_Data records_
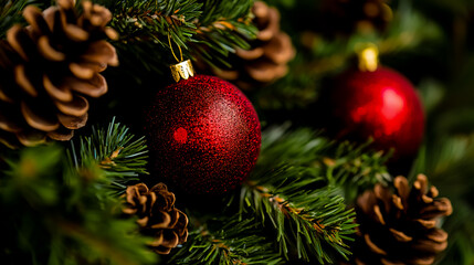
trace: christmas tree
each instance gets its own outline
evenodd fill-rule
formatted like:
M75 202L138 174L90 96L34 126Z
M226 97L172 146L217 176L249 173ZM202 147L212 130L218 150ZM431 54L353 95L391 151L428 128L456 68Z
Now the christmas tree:
M0 0L1 264L473 264L474 3Z

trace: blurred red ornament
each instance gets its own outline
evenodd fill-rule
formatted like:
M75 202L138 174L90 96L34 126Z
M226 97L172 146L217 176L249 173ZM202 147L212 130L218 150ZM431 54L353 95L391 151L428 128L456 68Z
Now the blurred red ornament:
M190 194L232 190L255 166L259 117L242 92L223 80L197 75L170 85L146 115L155 169Z
M373 138L378 149L394 148L394 158L415 155L423 139L424 115L411 83L393 70L351 70L330 92L331 124L340 136Z

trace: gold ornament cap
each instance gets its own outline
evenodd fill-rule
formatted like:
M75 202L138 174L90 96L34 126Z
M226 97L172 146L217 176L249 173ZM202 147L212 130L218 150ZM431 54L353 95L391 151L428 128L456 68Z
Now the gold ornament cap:
M379 50L372 43L365 43L356 49L361 72L375 72L379 66Z
M191 60L182 61L178 64L169 66L171 70L172 78L178 83L181 78L188 80L196 75L194 67L192 67Z

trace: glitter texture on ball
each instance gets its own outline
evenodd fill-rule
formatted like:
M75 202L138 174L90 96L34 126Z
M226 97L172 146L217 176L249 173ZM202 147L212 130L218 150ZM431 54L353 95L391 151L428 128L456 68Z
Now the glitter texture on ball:
M259 117L234 85L197 75L161 89L146 112L154 169L190 194L222 194L255 166Z

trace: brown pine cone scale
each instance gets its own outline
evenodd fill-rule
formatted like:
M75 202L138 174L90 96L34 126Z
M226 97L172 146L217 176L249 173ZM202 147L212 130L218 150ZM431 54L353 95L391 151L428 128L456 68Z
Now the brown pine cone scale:
M164 183L148 190L144 183L127 188L123 212L137 215L140 232L154 239L148 245L158 254L169 254L188 239L188 216L175 208L175 194Z
M404 177L393 181L396 191L377 184L357 200L360 224L354 246L356 264L433 264L447 246L439 220L452 213L449 199L438 199L436 188L419 174L410 189Z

_Prompt_
Reproduce all of the material above line for line, leaving out the pictures.

_Written response_
trace: christmas tree
each instance gets its own outline
evenodd fill-rule
formatted like:
M75 202L138 174L90 96L34 126Z
M226 97L172 146L217 176L249 173ZM202 147L212 130L218 150ZM431 54L353 95L391 151L428 128L456 68Z
Now the christmas tree:
M0 0L1 264L473 264L474 3Z

trace: blurred red ornament
each instance gets its own outline
evenodd fill-rule
formatted like:
M75 202L138 174L90 96L34 126Z
M226 97L172 146L217 176L249 173ZM202 147L212 130L218 150ZM431 54L353 95L391 151L428 128L456 68Z
Now the blurred red ornament:
M190 194L232 190L255 166L259 117L242 92L223 80L197 75L170 85L146 115L155 169Z
M373 138L378 149L394 148L394 158L415 155L423 139L424 115L411 83L393 70L351 70L330 92L331 124L340 136Z

trace: gold ornament cap
each instance gets its own outline
evenodd fill-rule
formatted like:
M75 202L138 174L90 96L34 126Z
M226 97L172 146L217 176L249 173ZM202 147L212 130L218 150ZM431 54L353 95L391 151L428 128L456 68Z
Now the gold ornament cap:
M379 50L372 43L365 43L356 49L361 72L375 72L379 66Z
M191 60L182 61L178 64L169 66L171 70L172 78L178 83L181 78L188 80L196 75L194 67L192 67Z

trace: glitter texture on ball
each instance gets its own outline
evenodd fill-rule
formatted like:
M75 202L138 174L90 96L34 126Z
M226 97L172 146L217 176L249 173ZM202 147L212 130L218 150ZM431 54L353 95L391 151L428 128L456 68Z
Now the glitter texture on ball:
M259 117L234 85L197 75L161 89L146 112L154 169L190 194L222 194L255 166Z

trace: brown pine cone scale
each instance gets its own outline
evenodd fill-rule
formatted like:
M75 202L138 174L90 96L34 126Z
M226 97L172 146L217 176L249 173ZM202 147L212 130L218 150ZM431 54L353 95L391 151L428 128L456 68Z
Now the brown pine cone scale:
M164 183L148 190L144 183L127 188L123 212L137 215L140 232L154 239L148 245L158 254L169 254L188 239L188 216L175 208L175 194Z
M404 177L393 181L396 191L377 184L357 200L360 224L354 246L356 264L433 264L447 246L439 220L452 213L449 199L438 199L436 188L419 174L410 189Z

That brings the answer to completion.